# Information shown
[Start of Attachment]

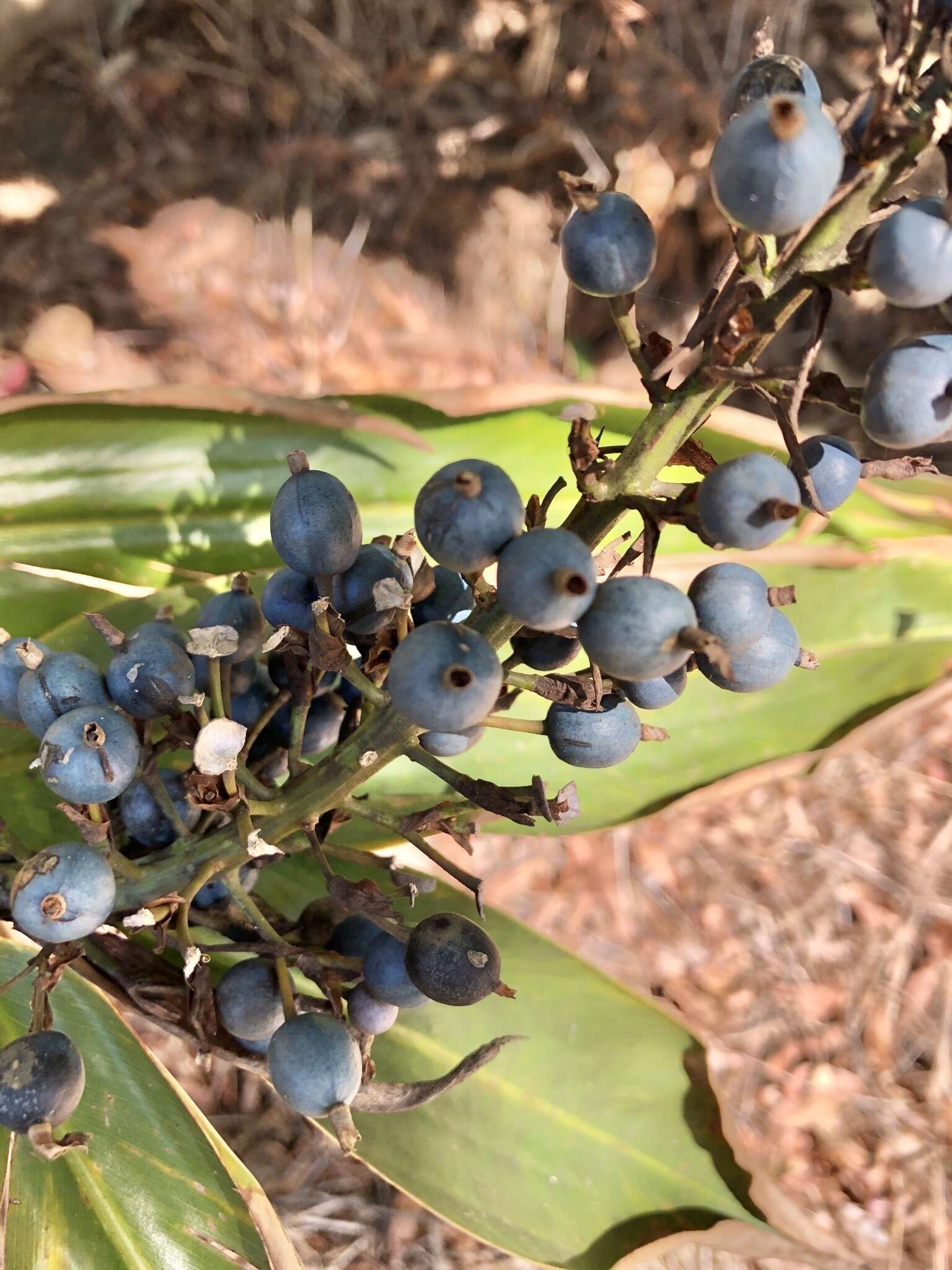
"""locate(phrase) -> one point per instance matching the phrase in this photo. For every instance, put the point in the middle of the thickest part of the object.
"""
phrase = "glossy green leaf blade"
(576, 1143)
(156, 1188)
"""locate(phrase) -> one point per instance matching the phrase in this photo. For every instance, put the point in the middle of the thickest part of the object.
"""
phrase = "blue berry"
(444, 677)
(545, 652)
(287, 598)
(314, 1064)
(385, 973)
(367, 1014)
(764, 76)
(731, 602)
(356, 595)
(315, 523)
(609, 251)
(41, 1081)
(546, 578)
(748, 502)
(452, 961)
(466, 513)
(776, 164)
(451, 598)
(248, 1000)
(63, 893)
(450, 745)
(654, 694)
(908, 393)
(591, 738)
(631, 630)
(764, 664)
(89, 755)
(835, 469)
(12, 671)
(145, 821)
(61, 682)
(910, 257)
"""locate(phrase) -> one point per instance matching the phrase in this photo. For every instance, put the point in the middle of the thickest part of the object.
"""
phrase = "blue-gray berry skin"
(444, 677)
(910, 255)
(908, 393)
(631, 629)
(776, 164)
(763, 665)
(314, 1064)
(466, 513)
(41, 1081)
(248, 1000)
(654, 694)
(591, 738)
(315, 523)
(609, 251)
(385, 973)
(835, 469)
(353, 591)
(450, 745)
(148, 678)
(368, 1015)
(12, 671)
(450, 601)
(739, 502)
(764, 76)
(546, 578)
(545, 652)
(73, 751)
(60, 683)
(731, 602)
(452, 961)
(145, 821)
(287, 598)
(63, 893)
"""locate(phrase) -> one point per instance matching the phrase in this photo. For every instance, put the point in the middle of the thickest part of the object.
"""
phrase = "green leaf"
(156, 1188)
(574, 1146)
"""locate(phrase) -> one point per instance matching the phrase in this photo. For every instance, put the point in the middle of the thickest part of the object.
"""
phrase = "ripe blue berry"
(466, 513)
(908, 393)
(385, 973)
(12, 671)
(609, 251)
(748, 502)
(63, 893)
(444, 677)
(591, 738)
(546, 578)
(60, 682)
(764, 76)
(89, 755)
(765, 662)
(287, 598)
(776, 164)
(654, 694)
(315, 523)
(248, 1000)
(358, 596)
(452, 961)
(631, 630)
(450, 745)
(145, 821)
(450, 601)
(835, 469)
(41, 1081)
(367, 1014)
(910, 257)
(731, 602)
(314, 1064)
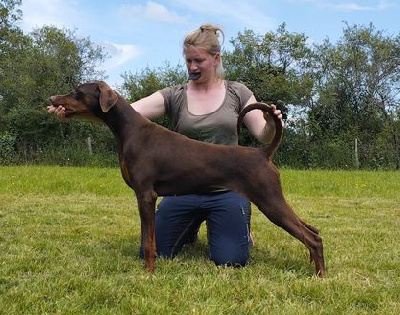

[End of Attachment]

# Task brief
An exact repeat of all the data is required, pictures excluded.

# Expected answer
"""locate(phrase) -> one point per instance matching the phrase in this photo. For every instance, put the point in the middle of the thickest part of the object.
"""
phrase = "glossy green leaf blade"
(576, 1143)
(156, 1188)
"""locate(phrase) -> one point per instance matching the phrase in this photo. For every instance, put the point in the middle of the thickest part of the object.
"""
phrase = "blue berry"
(444, 677)
(545, 652)
(287, 598)
(314, 1064)
(385, 973)
(367, 1014)
(764, 76)
(731, 602)
(356, 595)
(315, 523)
(609, 251)
(41, 1081)
(546, 578)
(748, 502)
(452, 961)
(466, 513)
(776, 164)
(451, 598)
(248, 1000)
(63, 893)
(450, 745)
(654, 694)
(908, 393)
(591, 738)
(631, 630)
(764, 664)
(89, 755)
(835, 469)
(12, 671)
(145, 821)
(61, 682)
(910, 257)
"""locate(phrase) -> one point per instance matching the phrase in this photo. For every instance, put the point in the middle of the thickest part of the object.
"""
phrase = "blue-gray berry skin"
(444, 677)
(910, 255)
(908, 393)
(631, 629)
(776, 164)
(763, 665)
(314, 1064)
(466, 513)
(41, 1081)
(248, 1000)
(654, 694)
(591, 738)
(315, 523)
(609, 251)
(385, 973)
(835, 469)
(353, 591)
(450, 745)
(148, 678)
(368, 1015)
(12, 671)
(450, 601)
(739, 502)
(764, 76)
(546, 578)
(545, 652)
(73, 751)
(60, 683)
(731, 602)
(452, 961)
(145, 821)
(287, 598)
(63, 893)
"""locate(phrase) -> one point per instance matching the phrase in this photo. For every instance, put the point in the middle of the thickest part of the object.
"""
phrase = "green leaf"
(156, 1188)
(574, 1146)
"""locate(phrase) -> one point per instance matching the phrase in this photo. For every instance, put the point in the middle of the thickest part of the object.
"""
phrase = "ripe blue berry"
(466, 513)
(908, 393)
(385, 973)
(12, 671)
(609, 251)
(748, 502)
(63, 893)
(444, 677)
(591, 738)
(546, 578)
(60, 682)
(764, 76)
(89, 755)
(765, 662)
(287, 598)
(776, 164)
(654, 694)
(315, 523)
(248, 1000)
(358, 596)
(452, 961)
(631, 630)
(450, 745)
(145, 821)
(450, 601)
(835, 469)
(41, 1081)
(367, 1014)
(910, 257)
(731, 602)
(314, 1064)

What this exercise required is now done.